* [Aim]: Copy each of the entries below line for line, keeping every character the same.

* [Data extract]:
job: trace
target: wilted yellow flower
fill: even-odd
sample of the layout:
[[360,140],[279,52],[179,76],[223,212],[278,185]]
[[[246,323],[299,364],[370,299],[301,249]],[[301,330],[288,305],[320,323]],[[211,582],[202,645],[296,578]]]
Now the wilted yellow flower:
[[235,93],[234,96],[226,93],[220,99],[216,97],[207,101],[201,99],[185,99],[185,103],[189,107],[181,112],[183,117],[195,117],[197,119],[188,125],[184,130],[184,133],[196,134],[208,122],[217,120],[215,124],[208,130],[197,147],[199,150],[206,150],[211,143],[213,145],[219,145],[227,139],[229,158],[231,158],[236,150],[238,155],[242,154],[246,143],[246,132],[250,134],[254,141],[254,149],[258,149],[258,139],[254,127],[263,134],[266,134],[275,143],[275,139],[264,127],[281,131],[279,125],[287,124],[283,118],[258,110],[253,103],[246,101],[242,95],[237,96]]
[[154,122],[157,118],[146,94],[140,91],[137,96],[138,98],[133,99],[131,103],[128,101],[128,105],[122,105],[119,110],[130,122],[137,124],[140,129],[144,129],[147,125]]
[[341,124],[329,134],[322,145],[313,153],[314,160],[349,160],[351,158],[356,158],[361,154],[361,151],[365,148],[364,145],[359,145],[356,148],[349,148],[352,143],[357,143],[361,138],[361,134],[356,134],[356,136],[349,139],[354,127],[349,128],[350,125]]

* [Correct output]:
job: trace
target: wilted yellow flower
fill: even-odd
sample of the layout:
[[360,140],[279,52],[179,76],[223,212],[278,185]]
[[[246,323],[299,364],[370,299],[301,249]],[[301,330],[288,305],[320,323]],[[211,582],[202,645],[296,578]]]
Now the wilted yellow flower:
[[235,93],[234,96],[226,93],[220,99],[216,97],[207,101],[201,99],[185,99],[185,103],[189,107],[181,112],[183,117],[195,117],[197,119],[188,125],[184,130],[184,133],[196,134],[208,122],[217,120],[215,124],[208,130],[197,147],[199,150],[206,150],[211,143],[213,145],[219,145],[227,139],[229,158],[231,158],[236,150],[238,155],[242,154],[246,143],[246,132],[250,134],[254,141],[254,149],[258,149],[258,139],[254,127],[263,134],[266,134],[275,143],[275,139],[264,127],[281,131],[279,125],[287,124],[283,118],[258,110],[253,103],[246,101],[242,95],[237,96]]
[[154,122],[157,118],[146,94],[140,91],[137,96],[138,98],[133,99],[131,103],[128,101],[128,105],[122,105],[119,110],[130,122],[137,124],[140,129],[144,129],[147,125]]
[[341,124],[329,134],[322,145],[313,153],[314,160],[349,160],[351,158],[356,158],[361,154],[361,151],[365,148],[364,145],[359,145],[356,148],[349,148],[352,143],[357,143],[361,138],[361,134],[356,134],[356,136],[349,139],[354,127],[349,128],[350,125]]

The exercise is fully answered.